··· DATASET
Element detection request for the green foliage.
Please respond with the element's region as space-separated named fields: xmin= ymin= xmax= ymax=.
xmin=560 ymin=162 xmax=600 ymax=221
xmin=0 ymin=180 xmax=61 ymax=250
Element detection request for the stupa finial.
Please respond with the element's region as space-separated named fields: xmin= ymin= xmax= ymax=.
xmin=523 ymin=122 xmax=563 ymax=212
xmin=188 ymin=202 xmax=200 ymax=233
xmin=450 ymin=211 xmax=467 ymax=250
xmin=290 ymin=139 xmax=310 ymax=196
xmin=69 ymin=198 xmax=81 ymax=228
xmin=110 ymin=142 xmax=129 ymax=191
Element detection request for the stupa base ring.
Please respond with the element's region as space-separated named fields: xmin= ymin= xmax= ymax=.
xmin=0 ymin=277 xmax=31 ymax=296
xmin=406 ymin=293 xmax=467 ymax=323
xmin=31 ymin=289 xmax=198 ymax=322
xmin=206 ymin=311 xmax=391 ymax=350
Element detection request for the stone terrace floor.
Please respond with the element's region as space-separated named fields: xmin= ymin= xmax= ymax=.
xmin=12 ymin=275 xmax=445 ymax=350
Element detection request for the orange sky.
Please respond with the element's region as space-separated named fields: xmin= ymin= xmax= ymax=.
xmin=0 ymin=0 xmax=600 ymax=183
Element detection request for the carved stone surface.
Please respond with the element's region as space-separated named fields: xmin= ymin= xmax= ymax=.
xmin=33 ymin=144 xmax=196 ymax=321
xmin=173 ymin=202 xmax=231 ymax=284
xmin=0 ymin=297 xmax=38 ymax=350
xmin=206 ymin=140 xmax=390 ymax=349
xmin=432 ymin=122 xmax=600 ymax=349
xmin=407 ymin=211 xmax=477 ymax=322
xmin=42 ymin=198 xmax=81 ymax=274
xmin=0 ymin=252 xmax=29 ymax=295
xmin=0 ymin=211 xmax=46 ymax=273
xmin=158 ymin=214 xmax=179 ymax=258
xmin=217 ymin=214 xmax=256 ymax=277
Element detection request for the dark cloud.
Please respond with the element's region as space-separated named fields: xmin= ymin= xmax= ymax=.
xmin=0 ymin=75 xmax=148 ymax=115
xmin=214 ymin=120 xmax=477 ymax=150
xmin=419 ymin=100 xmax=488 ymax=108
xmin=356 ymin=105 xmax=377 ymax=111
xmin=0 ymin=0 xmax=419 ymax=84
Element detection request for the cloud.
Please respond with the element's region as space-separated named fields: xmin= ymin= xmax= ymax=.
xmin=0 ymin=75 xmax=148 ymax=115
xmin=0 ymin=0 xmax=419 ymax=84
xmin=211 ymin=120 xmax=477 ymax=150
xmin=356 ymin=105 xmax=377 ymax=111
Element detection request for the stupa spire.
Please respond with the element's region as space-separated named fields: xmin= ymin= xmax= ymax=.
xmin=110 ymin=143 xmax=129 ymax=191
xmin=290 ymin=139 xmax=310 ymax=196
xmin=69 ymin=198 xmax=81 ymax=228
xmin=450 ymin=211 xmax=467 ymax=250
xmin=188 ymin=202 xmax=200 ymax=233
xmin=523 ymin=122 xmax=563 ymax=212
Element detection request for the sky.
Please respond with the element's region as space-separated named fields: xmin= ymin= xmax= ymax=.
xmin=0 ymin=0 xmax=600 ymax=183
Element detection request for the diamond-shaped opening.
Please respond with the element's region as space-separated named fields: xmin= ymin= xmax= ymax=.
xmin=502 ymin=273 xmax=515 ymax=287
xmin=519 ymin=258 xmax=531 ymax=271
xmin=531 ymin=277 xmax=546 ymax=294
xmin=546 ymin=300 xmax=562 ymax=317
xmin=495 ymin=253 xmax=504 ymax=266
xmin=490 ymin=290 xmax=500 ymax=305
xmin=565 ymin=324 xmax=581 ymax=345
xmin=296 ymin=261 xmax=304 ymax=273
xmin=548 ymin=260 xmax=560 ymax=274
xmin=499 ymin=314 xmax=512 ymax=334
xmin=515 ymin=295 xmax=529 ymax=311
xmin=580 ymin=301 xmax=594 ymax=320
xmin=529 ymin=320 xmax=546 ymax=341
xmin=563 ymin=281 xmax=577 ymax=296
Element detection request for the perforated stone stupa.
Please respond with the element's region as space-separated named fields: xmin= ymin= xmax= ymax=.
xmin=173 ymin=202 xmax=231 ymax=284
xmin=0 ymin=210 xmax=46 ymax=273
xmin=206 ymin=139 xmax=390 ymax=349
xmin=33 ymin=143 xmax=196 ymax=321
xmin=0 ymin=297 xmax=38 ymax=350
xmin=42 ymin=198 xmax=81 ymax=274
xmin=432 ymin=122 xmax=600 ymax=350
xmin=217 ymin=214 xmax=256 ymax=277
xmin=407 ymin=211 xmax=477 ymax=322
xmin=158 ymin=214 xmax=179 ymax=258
······
WHAT THE TASK REQUIRES: Render every line of the records above as a JSON list of strings, one string per line, omitting blank lines.

COMPLETE OUTPUT:
[
  "Element detection request for the green foliage.",
  "Please respond with the element's region as space-separated named fields: xmin= ymin= xmax= ymax=.",
  "xmin=560 ymin=162 xmax=600 ymax=221",
  "xmin=0 ymin=180 xmax=61 ymax=250",
  "Element detection request for the stupa finial.",
  "Please respond with the element's region as space-separated named fields: xmin= ymin= xmax= ymax=.",
  "xmin=523 ymin=122 xmax=563 ymax=212",
  "xmin=188 ymin=202 xmax=200 ymax=233",
  "xmin=450 ymin=211 xmax=467 ymax=250",
  "xmin=290 ymin=139 xmax=310 ymax=196",
  "xmin=69 ymin=198 xmax=81 ymax=228",
  "xmin=110 ymin=142 xmax=129 ymax=191",
  "Element detection request for the stupa base ring.",
  "Please respond with the element's region as space-separated named fields: xmin= ymin= xmax= ymax=.",
  "xmin=0 ymin=277 xmax=31 ymax=296",
  "xmin=406 ymin=293 xmax=467 ymax=323",
  "xmin=31 ymin=289 xmax=198 ymax=322",
  "xmin=206 ymin=311 xmax=391 ymax=350",
  "Element detection request for the stone terrace floor.",
  "Please respond with the element's region as space-separated named fields: xmin= ymin= xmax= ymax=.",
  "xmin=12 ymin=275 xmax=445 ymax=350",
  "Element detection request for the orange sky.",
  "Please respond with the element's region as space-separated named fields: xmin= ymin= xmax= ymax=.",
  "xmin=0 ymin=0 xmax=600 ymax=183",
  "Element detection request for the carved stone surface.",
  "Please respond with the element's region as space-separated named fields: xmin= ymin= xmax= ymax=.",
  "xmin=33 ymin=144 xmax=196 ymax=321",
  "xmin=173 ymin=202 xmax=231 ymax=284",
  "xmin=0 ymin=297 xmax=38 ymax=350",
  "xmin=206 ymin=140 xmax=390 ymax=349",
  "xmin=432 ymin=122 xmax=600 ymax=349",
  "xmin=407 ymin=211 xmax=477 ymax=322",
  "xmin=42 ymin=198 xmax=81 ymax=274",
  "xmin=0 ymin=252 xmax=29 ymax=295",
  "xmin=0 ymin=211 xmax=46 ymax=273",
  "xmin=158 ymin=214 xmax=179 ymax=258",
  "xmin=217 ymin=214 xmax=256 ymax=277",
  "Element detection request for the dark cloud.",
  "Please respond with the element's region as space-separated named fields: xmin= ymin= xmax= ymax=.",
  "xmin=0 ymin=75 xmax=148 ymax=115",
  "xmin=214 ymin=120 xmax=477 ymax=150",
  "xmin=419 ymin=100 xmax=488 ymax=108",
  "xmin=356 ymin=105 xmax=377 ymax=111",
  "xmin=0 ymin=0 xmax=419 ymax=84",
  "Element detection request for the cloud.",
  "Please respond with the element's region as space-separated named fields: xmin= ymin= xmax= ymax=.",
  "xmin=0 ymin=75 xmax=148 ymax=115",
  "xmin=0 ymin=0 xmax=419 ymax=84",
  "xmin=211 ymin=120 xmax=477 ymax=150",
  "xmin=356 ymin=105 xmax=377 ymax=111",
  "Element detection request for the stupa spire.",
  "Please respond with the element's region as space-separated named fields: xmin= ymin= xmax= ymax=.",
  "xmin=110 ymin=143 xmax=129 ymax=191",
  "xmin=290 ymin=139 xmax=310 ymax=196",
  "xmin=69 ymin=198 xmax=81 ymax=228",
  "xmin=450 ymin=211 xmax=467 ymax=250",
  "xmin=188 ymin=202 xmax=200 ymax=233",
  "xmin=523 ymin=122 xmax=563 ymax=212",
  "Element detection request for the sky.",
  "Please respond with the element's region as space-separated named fields: xmin= ymin= xmax= ymax=.",
  "xmin=0 ymin=0 xmax=600 ymax=183",
  "Element detection request for the diamond-shaped opening.",
  "Please respond with the element's region as space-separated named fields: xmin= ymin= xmax= ymax=.",
  "xmin=502 ymin=273 xmax=515 ymax=287",
  "xmin=519 ymin=258 xmax=531 ymax=271",
  "xmin=531 ymin=277 xmax=546 ymax=294",
  "xmin=546 ymin=300 xmax=562 ymax=317",
  "xmin=495 ymin=253 xmax=504 ymax=266",
  "xmin=490 ymin=290 xmax=500 ymax=305",
  "xmin=565 ymin=324 xmax=581 ymax=345",
  "xmin=296 ymin=261 xmax=304 ymax=273",
  "xmin=548 ymin=260 xmax=560 ymax=274",
  "xmin=499 ymin=314 xmax=512 ymax=334",
  "xmin=515 ymin=295 xmax=529 ymax=311",
  "xmin=580 ymin=301 xmax=594 ymax=320",
  "xmin=529 ymin=320 xmax=546 ymax=341",
  "xmin=563 ymin=281 xmax=577 ymax=296",
  "Element detection request for the perforated stone stupa.",
  "Please respond with the element's region as space-separated named fields: xmin= ymin= xmax= ymax=.",
  "xmin=173 ymin=202 xmax=231 ymax=284",
  "xmin=0 ymin=210 xmax=46 ymax=273",
  "xmin=206 ymin=139 xmax=390 ymax=349",
  "xmin=33 ymin=143 xmax=196 ymax=321",
  "xmin=0 ymin=297 xmax=38 ymax=350",
  "xmin=42 ymin=198 xmax=81 ymax=274",
  "xmin=432 ymin=122 xmax=600 ymax=350",
  "xmin=217 ymin=214 xmax=256 ymax=277",
  "xmin=407 ymin=211 xmax=477 ymax=322",
  "xmin=158 ymin=214 xmax=179 ymax=258"
]